SUPPLIED TEXT:
+ + + +

We talked with the Turnbulls and decided it was time to make an offer. We had disclosed our experts, produced our evidence, made our arguments, and won the motion to enforce. We had to be concerned about the risk of losing at trial, but the insurance company knew we were ready and they had to be concerned that we could go to trial and win big. We talked with the Turnbull family and evaluated the cost of David’s future medical needs. We sent the insurer a time-limited offer to settle the case for $45 million.
A few days before the deadline, the insurance company accepted. The case was settled for $45 million – enough money to care for David for the rest of his life.
“It was a privilege to represent such a deserving family,” said Tom Giannotti. “This compensation will truly make a difference in the lives of our client and his family.”
“My heart goes out to this family for everything they have endured and continue to endure,” added Melody Anderson. “Life will never be the same for them, but I am pleased that the settlement has provided a means for them to get the equipment and treatment that is needed for the best care possible.”
Wrapping Up
There is no amount of money in the world that could make up for what happened to David. Of course. If the Turnbulls, the witnesses, the driver of the minivan, or any of the lawyers could snap our fingers and go back to that dark night and prevent this collision from happening, we would do it. But tragedy can’t be undone.
All that can be done now is to pick up the pieces as best we can. The money helps. With the funds from this settlement in a Trust that will take care of David for the rest of his life, the Turnbull family’s lives are improved, at least somewhat. David can afford any kind of therapy known to medicine that might help. His family can afford to hired skilled nursing care so that they can leave the house sometimes. They can buy a wheelchair transportation van that doesn’t break down all the time, modify their house to accommodate a wheelchair, and pay off the medical bills that had mounted so high. They can take David on trips to the beach and the mountains, where he can roll into the salty waves on a specialized wheelchair or feel the mountain breeze on his cheek. David will be cared for after his parents are gone. David will never be like he was before the collision, but he may improve, and the members of his family can get their lives back.

+ + + +

DATA FOR REVIEW:
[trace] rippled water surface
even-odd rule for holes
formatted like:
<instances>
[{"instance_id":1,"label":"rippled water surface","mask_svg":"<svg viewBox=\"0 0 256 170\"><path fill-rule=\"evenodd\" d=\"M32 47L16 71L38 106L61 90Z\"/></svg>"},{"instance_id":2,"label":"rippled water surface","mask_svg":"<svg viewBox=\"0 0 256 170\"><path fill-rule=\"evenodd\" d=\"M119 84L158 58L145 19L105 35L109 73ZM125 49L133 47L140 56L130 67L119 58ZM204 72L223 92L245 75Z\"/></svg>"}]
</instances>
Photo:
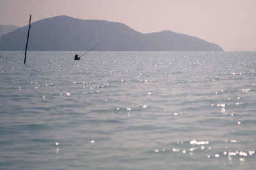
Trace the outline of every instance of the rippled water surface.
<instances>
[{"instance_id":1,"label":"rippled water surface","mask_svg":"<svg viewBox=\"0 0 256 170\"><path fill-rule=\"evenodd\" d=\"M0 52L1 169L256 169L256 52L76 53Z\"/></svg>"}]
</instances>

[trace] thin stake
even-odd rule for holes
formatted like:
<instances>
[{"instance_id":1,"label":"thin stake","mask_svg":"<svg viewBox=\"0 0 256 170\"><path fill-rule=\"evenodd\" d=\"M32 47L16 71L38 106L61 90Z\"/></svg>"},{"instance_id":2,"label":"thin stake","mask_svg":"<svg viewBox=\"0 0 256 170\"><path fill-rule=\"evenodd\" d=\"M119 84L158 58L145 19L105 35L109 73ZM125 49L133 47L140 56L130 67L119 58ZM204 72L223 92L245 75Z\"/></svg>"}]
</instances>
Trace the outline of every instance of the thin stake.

+ + + +

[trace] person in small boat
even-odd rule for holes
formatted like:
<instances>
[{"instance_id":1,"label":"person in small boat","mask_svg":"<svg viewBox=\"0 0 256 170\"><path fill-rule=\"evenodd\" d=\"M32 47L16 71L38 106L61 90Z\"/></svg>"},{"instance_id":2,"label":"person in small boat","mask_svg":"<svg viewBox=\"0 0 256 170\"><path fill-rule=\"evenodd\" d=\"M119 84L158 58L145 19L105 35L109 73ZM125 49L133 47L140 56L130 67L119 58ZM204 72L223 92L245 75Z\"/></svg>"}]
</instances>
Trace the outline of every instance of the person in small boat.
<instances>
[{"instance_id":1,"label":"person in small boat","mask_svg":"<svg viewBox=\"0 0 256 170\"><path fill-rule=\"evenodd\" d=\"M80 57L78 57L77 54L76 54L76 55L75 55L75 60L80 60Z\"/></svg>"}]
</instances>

+ + + +

EXERCISES:
1. Write out the settlement account word for word, between "We talked with the Turnbulls" and "for $45 million.", inclusive.
2. According to the settlement account, why did the lawyers decide it was time to make an offer to the insurance company? Answer in one to three sentences.
The items have no connection to the settlement account.

SOLUTIONS TO THE PROBLEMS:
1.
We talked with the Turnbulls and decided it was time to make an offer. We had disclosed our experts, produced our evidence, made our arguments, and won the motion to enforce. We had to be concerned about the risk of losing at trial, but the insurance company knew we were ready and they had to be concerned that we could go to trial and win big. We talked with the Turnbull family and evaluated the cost of David’s future medical needs. We sent the insurer a time-limited offer to settle the case for $45 million.

2. They had already disclosed their experts, produced their evidence, made their arguments, and won the motion to enforce. Although they faced the risk of losing at trial, the insurance company knew they were ready and had to worry that they could go to trial and win big.